• Aim of the exercise
Rewrite the lines starting at the one containing "[locate] flower bush" and ending at the one containing "Target: sky", inclusive, as a numbered list with blank lines omitted.
╭─ Given data
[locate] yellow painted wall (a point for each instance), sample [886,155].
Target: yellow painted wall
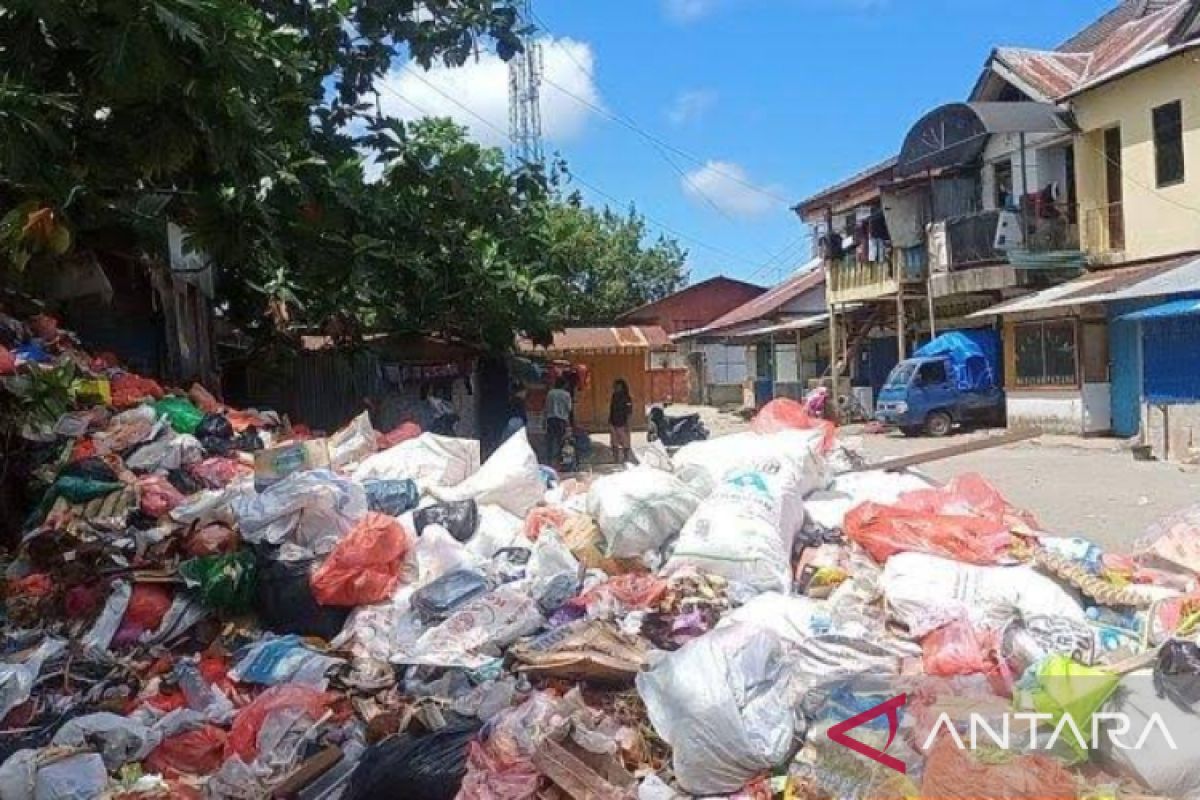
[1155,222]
╰─
╭─ Given data
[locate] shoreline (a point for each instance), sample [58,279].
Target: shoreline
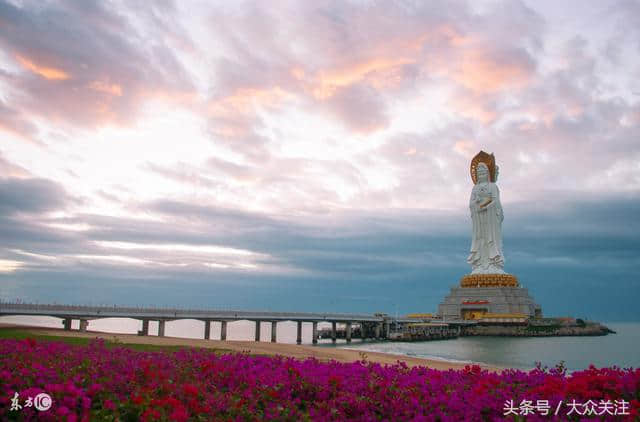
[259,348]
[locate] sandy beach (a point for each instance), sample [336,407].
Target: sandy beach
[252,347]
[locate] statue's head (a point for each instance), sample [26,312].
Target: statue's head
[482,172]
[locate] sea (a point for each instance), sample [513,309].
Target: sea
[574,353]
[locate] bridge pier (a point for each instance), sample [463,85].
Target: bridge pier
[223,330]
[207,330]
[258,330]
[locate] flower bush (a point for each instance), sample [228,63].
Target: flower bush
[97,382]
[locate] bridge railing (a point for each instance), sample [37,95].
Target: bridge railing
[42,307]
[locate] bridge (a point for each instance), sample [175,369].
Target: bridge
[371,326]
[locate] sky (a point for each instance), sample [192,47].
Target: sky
╰─
• Solution to the problem
1. [locate] flower bush (a point for each instance), sample [228,63].
2. Target: flower bush
3. [97,382]
4. [locate] bridge railing (a point for each instance), sample [37,95].
5. Target: bridge railing
6. [42,307]
7. [locate] bridge (a point for each instance), sample [175,369].
8. Target: bridge
9. [371,326]
10. [locate] sky (a point for each instance), sample [192,47].
11. Target: sky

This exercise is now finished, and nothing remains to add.